• Dataset content:
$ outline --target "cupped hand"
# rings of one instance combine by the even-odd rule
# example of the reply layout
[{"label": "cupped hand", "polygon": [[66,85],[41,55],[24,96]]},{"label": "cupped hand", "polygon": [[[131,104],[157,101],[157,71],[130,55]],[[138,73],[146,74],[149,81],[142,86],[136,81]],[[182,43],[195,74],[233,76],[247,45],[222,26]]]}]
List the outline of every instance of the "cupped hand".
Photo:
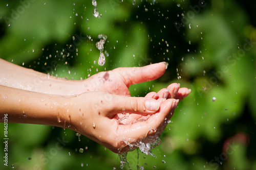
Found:
[{"label": "cupped hand", "polygon": [[100,91],[110,94],[130,96],[129,87],[160,77],[165,71],[165,62],[144,67],[119,67],[112,70],[98,72],[83,81],[77,93]]},{"label": "cupped hand", "polygon": [[[176,95],[179,91],[178,86],[174,88],[177,90]],[[69,128],[114,152],[126,151],[129,150],[127,143],[143,141],[154,134],[159,135],[159,132],[163,130],[166,118],[170,118],[179,101],[170,99],[170,96],[160,98],[164,91],[162,89],[158,93],[151,92],[144,98],[100,91],[81,94],[72,98],[69,114],[66,115]],[[181,91],[180,99],[189,92],[189,90]],[[144,118],[138,121],[133,116],[128,116],[127,118],[133,122],[123,124],[120,115],[126,114]]]}]

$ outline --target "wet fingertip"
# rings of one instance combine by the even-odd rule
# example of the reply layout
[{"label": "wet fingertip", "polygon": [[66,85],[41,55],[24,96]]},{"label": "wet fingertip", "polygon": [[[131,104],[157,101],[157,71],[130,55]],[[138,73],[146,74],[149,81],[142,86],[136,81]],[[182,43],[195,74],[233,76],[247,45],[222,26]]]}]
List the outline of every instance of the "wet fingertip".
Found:
[{"label": "wet fingertip", "polygon": [[167,69],[167,68],[168,67],[168,66],[169,65],[169,64],[168,64],[167,62],[165,62],[165,61],[161,62],[160,62],[159,63],[164,63],[164,64],[165,64],[165,69]]},{"label": "wet fingertip", "polygon": [[190,92],[191,92],[191,89],[190,89],[190,88],[189,88],[189,89],[188,89],[188,91],[187,91],[187,94],[189,94],[189,93],[190,93]]}]

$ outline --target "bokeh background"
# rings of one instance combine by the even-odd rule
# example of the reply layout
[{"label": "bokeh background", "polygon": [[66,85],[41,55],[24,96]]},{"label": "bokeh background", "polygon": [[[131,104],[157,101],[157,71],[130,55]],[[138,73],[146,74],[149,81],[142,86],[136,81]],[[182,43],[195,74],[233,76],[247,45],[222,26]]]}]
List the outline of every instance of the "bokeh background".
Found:
[{"label": "bokeh background", "polygon": [[[191,94],[152,149],[157,158],[135,150],[123,169],[256,169],[255,2],[97,3],[101,17],[91,1],[1,0],[0,57],[75,80],[167,62],[161,78],[131,86],[132,95],[173,82]],[[103,66],[95,45],[100,34],[108,36]],[[9,166],[1,160],[1,169],[120,169],[117,154],[69,129],[9,124],[8,130]]]}]

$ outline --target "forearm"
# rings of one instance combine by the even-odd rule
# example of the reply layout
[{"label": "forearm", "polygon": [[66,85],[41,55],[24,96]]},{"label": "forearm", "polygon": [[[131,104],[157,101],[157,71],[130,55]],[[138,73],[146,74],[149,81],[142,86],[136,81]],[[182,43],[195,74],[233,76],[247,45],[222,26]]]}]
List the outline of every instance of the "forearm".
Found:
[{"label": "forearm", "polygon": [[[79,82],[36,71],[0,58],[0,85],[28,91],[58,95],[78,94]],[[80,83],[80,85],[81,83]]]},{"label": "forearm", "polygon": [[70,103],[65,98],[2,85],[0,91],[0,122],[8,114],[9,123],[66,127]]}]

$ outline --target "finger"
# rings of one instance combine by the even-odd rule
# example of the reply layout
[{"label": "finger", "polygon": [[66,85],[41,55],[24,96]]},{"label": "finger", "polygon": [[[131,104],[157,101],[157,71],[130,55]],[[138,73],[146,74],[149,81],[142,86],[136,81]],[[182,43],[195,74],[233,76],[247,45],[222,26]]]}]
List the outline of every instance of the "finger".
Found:
[{"label": "finger", "polygon": [[167,99],[169,94],[169,90],[167,88],[162,88],[157,92],[157,94],[159,98]]},{"label": "finger", "polygon": [[156,113],[151,116],[145,122],[138,122],[125,129],[124,138],[133,139],[135,141],[145,139],[148,135],[155,133],[160,128],[173,109],[175,108],[176,100],[166,100],[161,105],[160,108]]},{"label": "finger", "polygon": [[165,62],[146,65],[141,67],[120,67],[113,70],[123,77],[127,87],[132,84],[155,80],[160,77],[167,68]]},{"label": "finger", "polygon": [[103,111],[107,116],[122,113],[153,114],[157,111],[160,107],[160,102],[154,99],[115,94],[111,94],[111,100],[104,104]]},{"label": "finger", "polygon": [[172,83],[167,87],[169,89],[169,95],[171,99],[176,99],[179,89],[180,88],[180,83]]},{"label": "finger", "polygon": [[191,92],[191,89],[187,89],[185,87],[181,88],[179,89],[178,91],[176,99],[179,99],[180,101],[183,100],[184,98],[186,97]]},{"label": "finger", "polygon": [[146,94],[145,98],[152,98],[154,99],[158,100],[159,98],[159,95],[156,92],[152,91]]}]

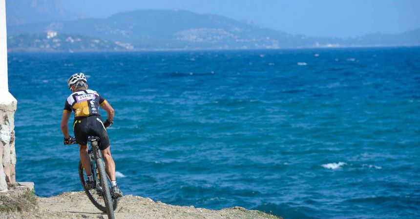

• Exercise requirements:
Please pick out every line of the records above that contains the string "fingertip", treating uppercase and lowercase as different.

• Exercise response:
$ outline --target "wet fingertip"
[{"label": "wet fingertip", "polygon": [[66,85],[41,55],[24,96]]},{"label": "wet fingertip", "polygon": [[[131,104],[157,101],[157,71],[130,55]],[[138,73],[146,74],[149,81],[142,86],[136,81]],[[182,43],[195,74],[233,76],[247,45],[222,26]]]}]
List the outline of every instance of the "wet fingertip".
[{"label": "wet fingertip", "polygon": [[167,69],[167,68],[168,67],[168,66],[169,65],[169,64],[168,64],[167,62],[165,62],[165,61],[161,62],[160,62],[159,63],[164,63],[164,64],[165,64],[165,69]]},{"label": "wet fingertip", "polygon": [[190,92],[191,92],[191,89],[190,89],[190,88],[189,88],[189,89],[188,89],[188,91],[187,91],[187,94],[189,94],[189,93],[190,93]]}]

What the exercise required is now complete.